> _TASK TO CARRY OUT_:
Can you print every entry below word for word, leaving the pictures out of your reply?

> _MATERIAL SUPPLIED_:
==*==
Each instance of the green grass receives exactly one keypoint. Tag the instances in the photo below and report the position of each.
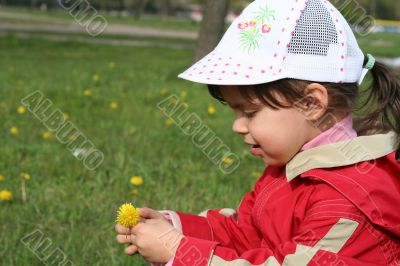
(381, 44)
(75, 207)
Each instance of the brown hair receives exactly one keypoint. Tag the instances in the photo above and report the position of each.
(376, 108)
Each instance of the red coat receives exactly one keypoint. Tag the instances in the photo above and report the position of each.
(323, 216)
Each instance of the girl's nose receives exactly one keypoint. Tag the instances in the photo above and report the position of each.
(240, 125)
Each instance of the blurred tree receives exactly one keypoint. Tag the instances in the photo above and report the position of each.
(138, 8)
(212, 26)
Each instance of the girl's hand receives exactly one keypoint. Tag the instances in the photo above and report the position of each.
(156, 225)
(155, 238)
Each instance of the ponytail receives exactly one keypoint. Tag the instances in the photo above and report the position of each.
(384, 100)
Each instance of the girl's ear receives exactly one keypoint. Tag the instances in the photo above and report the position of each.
(315, 102)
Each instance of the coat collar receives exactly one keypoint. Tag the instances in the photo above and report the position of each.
(342, 153)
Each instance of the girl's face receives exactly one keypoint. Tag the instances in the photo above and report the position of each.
(274, 135)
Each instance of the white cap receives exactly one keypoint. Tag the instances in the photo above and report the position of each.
(276, 39)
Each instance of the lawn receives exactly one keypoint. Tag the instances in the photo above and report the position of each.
(111, 95)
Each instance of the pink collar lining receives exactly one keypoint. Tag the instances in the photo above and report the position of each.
(342, 130)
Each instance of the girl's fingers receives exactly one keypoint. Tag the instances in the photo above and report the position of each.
(125, 230)
(122, 230)
(150, 213)
(131, 250)
(124, 239)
==*==
> _FINAL RESULT_:
Each instance of the green grass receives exactly one keypoint. Tag the instances in the photo below and report the position of each.
(381, 44)
(75, 207)
Each instance of the brown hair receives exactly one keypoint. Tag the instances in the photo above and report the position of each.
(376, 108)
Each instance of the red coat receives exactly one keypoint. Tag the instances in the photo above and report the position of each.
(323, 216)
Each instance of the girl's nose receives exactly one keypoint. Tag the instances in the photo above and report the position of each.
(240, 125)
Each instance of the blurred tree receives exactly one keypoint. Tag the instances in the photo above and report the position of each.
(138, 8)
(212, 26)
Each instance of the girl's hand receives exactly one keypoint. Tag the instances in the photo above and report the position of each.
(156, 225)
(155, 238)
Each instance of the ponytail receives exactly one keypoint. Tag the instances in the photo above and report the position of each.
(384, 100)
Each instance of the girl's ear receives exactly one keypoint. Tag the instances in the photo above and report the position of each.
(315, 102)
Each instance of the coat collar receives exactly one keypoint. Tag the instances in the photo above and report the position of each.
(342, 153)
Each instance of the girl's face receives exactly one keypoint. Tag the instances in the photo above and report the position of each.
(274, 135)
Each instance of the white cap receives exactly one keypoint. Tag the instances in the photo above and report the position of each.
(276, 39)
Each instance of the lawn receives exactly one keypoint. Tag the instances in the photo above and report the position of each.
(111, 95)
Each instance of the pink collar lining receives exactly one keypoint. Tag the instances in the photo above and report the position of each.
(342, 130)
Each instance of the girl's fingers receives exactly one keypoint. Tag the instances in the photo above and report the position of each.
(125, 230)
(122, 230)
(150, 213)
(131, 250)
(124, 239)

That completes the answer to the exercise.